Sua tarefa
Copie do trecho sobre a cura do homem surdo, sem nenhuma alteração, tudo o que vai desde "Após a ordem" até "das grandes massas.".

Trecho
::::

Jesus saiu de Tiro e subiu para Sidom antes de voltar ao mar da Galileia e à região das Dez Cidades. Algumas pessoas lhe trouxeram um homem surdo e com dificuldade de fala, e lhe pediram que pusesse as mãos sobre ele e o curasse. Jesus o afastou da multidão para ficar a sós com ele. Pôs os dedos nos ouvidos do homem e, em seguida, cuspiu nos dedos e tocou a língua dele. Olhando para o céu, suspirou e disse: "Efatá!", que significa "Abra-se!".
No mesmo instante, o homem passou a ouvir perfeitamente; sua língua ficou livre, e ele começou a falar com clareza. Jesus ordenou à multidão que não contasse a ninguém, mas, quanto mais ele os proibia, mais divulgavam o que havia acontecido. Estavam muito admirados e diziam repetidamente: "Tudo que ele faz é maravilhoso! Ele até faz o surdo ouvir e o mudo falar!".
- Marcos 7:31-37
No evangelho de Marcos, vemos o relato de um homem que não escutava — ele era surdo — e também possuía dificuldades na fala. No decorrer do texto, vemos que Jesus, ao curá-lo, poderia ter realizado o milagre ali mesmo, onde estavam. Ele pode todas as coisas. Mas não; ele escolhe afastar-se da multidão e conduzir o homem para um lugar à parte, e ali pronuncia o decreto sobrenatural: efatá, em português, “abre-te”.
Após a ordem imperativa de Jesus, a surdez se submete ao poder de Deus, que flui através de suas palavras, e a função auditiva é restaurada. Um milagre! Mas o que gostaria de destacar nesta meditação é o zelo do Senhor por esse momento: o primeiro som que esse homem escuta não é o barulho da multidão, mas a melodia da criação, que só conseguimos perceber quando estamos afastados das grandes massas.

::::

Dados apresentados

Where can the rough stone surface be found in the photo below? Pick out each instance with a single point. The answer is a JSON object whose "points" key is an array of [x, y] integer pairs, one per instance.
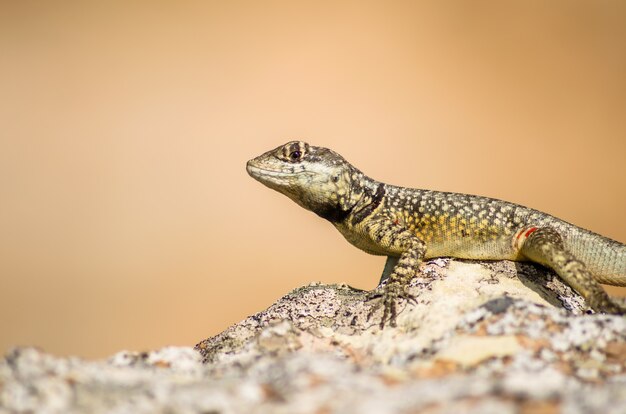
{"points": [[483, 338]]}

::::

Resposta ao exercício
Após a ordem imperativa de Jesus, a surdez se submete ao poder de Deus, que flui através de suas palavras, e a função auditiva é restaurada. Um milagre! Mas o que gostaria de destacar nesta meditação é o zelo do Senhor por esse momento: o primeiro som que esse homem escuta não é o barulho da multidão, mas a melodia da criação, que só conseguimos perceber quando estamos afastados das grandes massas.